=== Extract to read ===

All Articles
/
July 22, 2016

Top 10 Plays Adapted from Novels


Image

Some stories can be adapted from one form to another and, in doing so, introduce an entirely new perspective. Adaptations can open our minds to ideas we’d never considered and reach new audiences. Stage adaptions of literature, though, hold the unique power to bring our favorite stories to life by bridging two of society’s major cultural platforms. We’ve gathered a list of titles that best exemplify the strength of theatre as a medium for the adaptation of novels.

=== Listing ===

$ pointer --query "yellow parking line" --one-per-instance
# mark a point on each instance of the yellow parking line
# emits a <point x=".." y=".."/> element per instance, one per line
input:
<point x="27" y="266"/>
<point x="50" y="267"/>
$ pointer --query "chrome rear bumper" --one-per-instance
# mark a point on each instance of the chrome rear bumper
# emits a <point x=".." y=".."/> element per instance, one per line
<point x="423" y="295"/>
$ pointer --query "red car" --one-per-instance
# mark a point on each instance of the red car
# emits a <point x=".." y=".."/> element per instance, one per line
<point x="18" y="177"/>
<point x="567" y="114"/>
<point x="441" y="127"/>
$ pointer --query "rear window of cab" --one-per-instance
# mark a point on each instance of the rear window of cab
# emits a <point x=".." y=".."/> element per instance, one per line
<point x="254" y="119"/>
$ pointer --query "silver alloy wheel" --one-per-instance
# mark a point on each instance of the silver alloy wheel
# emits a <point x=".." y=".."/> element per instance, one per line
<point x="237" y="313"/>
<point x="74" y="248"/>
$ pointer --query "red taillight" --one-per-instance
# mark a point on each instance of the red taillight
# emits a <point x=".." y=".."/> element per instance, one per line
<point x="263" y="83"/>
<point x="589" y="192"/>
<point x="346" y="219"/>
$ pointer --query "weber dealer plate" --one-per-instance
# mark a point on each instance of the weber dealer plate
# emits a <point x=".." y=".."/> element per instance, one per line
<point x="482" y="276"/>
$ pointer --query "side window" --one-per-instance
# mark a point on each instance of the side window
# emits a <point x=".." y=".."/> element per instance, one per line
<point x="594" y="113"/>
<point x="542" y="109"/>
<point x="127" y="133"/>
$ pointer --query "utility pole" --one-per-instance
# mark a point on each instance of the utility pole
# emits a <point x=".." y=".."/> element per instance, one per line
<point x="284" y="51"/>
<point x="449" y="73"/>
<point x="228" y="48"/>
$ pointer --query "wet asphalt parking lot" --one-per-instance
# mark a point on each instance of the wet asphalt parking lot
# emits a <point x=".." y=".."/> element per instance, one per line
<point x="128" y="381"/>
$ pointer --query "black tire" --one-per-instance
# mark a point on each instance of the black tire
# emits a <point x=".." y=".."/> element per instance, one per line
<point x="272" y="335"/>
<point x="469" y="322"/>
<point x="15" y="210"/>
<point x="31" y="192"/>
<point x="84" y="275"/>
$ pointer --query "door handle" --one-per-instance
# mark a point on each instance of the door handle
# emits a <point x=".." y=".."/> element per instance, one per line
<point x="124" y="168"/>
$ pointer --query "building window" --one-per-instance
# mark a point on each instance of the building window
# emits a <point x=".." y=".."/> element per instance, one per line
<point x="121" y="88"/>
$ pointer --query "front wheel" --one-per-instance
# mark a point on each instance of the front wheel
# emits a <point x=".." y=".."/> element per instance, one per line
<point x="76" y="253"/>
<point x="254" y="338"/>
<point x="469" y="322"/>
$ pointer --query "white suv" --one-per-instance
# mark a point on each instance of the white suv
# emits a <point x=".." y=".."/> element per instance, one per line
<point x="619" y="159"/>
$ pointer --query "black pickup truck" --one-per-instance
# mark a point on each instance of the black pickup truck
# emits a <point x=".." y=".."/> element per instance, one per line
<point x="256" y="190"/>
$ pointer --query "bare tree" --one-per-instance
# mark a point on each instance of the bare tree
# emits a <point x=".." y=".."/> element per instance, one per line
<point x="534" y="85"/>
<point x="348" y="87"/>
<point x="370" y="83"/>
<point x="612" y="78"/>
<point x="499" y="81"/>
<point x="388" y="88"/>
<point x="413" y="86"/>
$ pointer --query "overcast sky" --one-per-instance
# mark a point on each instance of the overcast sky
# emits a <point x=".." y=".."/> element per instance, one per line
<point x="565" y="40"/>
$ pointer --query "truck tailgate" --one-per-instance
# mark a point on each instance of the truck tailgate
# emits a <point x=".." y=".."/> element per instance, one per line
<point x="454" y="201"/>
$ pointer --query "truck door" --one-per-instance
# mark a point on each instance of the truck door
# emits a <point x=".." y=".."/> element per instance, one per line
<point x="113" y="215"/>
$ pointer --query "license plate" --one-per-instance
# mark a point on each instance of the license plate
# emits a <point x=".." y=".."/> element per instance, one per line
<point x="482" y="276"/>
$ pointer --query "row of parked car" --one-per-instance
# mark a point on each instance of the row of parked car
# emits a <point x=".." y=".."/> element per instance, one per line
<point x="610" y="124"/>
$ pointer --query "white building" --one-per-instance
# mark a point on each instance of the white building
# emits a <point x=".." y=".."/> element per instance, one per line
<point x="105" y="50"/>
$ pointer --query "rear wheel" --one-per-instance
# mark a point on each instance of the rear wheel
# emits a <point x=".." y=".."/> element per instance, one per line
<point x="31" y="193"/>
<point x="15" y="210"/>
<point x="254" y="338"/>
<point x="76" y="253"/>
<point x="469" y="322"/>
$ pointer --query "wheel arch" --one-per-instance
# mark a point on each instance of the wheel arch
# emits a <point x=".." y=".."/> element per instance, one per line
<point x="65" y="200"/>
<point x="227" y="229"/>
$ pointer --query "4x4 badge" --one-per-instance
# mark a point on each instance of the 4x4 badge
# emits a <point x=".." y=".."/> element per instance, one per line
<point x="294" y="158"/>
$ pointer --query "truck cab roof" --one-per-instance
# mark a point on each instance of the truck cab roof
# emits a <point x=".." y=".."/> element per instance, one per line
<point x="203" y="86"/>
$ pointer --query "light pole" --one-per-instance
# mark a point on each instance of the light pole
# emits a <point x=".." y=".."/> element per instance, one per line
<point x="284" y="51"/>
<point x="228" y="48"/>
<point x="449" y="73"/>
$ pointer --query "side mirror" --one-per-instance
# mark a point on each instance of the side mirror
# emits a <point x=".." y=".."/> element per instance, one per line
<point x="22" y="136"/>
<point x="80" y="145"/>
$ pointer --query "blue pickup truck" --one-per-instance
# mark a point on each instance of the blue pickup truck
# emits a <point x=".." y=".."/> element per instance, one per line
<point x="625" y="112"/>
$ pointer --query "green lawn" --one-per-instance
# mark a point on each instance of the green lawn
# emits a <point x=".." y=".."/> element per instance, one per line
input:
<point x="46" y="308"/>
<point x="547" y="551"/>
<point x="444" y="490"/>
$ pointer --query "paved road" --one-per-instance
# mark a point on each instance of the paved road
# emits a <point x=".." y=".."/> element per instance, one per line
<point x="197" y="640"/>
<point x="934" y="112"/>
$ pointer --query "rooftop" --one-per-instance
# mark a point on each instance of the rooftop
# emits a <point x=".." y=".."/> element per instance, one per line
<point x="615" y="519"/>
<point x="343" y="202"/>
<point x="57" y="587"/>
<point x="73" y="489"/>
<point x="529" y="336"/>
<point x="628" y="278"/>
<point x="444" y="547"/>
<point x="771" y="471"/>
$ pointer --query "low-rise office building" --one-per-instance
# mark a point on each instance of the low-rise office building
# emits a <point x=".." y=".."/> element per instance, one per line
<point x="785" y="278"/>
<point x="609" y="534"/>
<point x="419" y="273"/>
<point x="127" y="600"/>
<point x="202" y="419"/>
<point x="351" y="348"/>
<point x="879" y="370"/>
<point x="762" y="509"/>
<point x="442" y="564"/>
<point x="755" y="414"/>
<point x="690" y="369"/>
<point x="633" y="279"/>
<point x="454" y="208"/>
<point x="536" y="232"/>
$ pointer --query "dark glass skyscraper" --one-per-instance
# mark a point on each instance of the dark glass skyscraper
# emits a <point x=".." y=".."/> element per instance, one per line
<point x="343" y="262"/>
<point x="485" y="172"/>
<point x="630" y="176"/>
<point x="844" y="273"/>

===

**Given task:** Reproduce word for word the passage in the article on plays adapted from novels above, starting at "All Articles" and ending at "adaptation of novels.".

**Task result:**
All Articles
/
July 22, 2016

Top 10 Plays Adapted from Novels


Image

Some stories can be adapted from one form to another and, in doing so, introduce an entirely new perspective. Adaptations can open our minds to ideas we’d never considered and reach new audiences. Stage adaptions of literature, though, hold the unique power to bring our favorite stories to life by bridging two of society’s major cultural platforms. We’ve gathered a list of titles that best exemplify the strength of theatre as a medium for the adaptation of novels.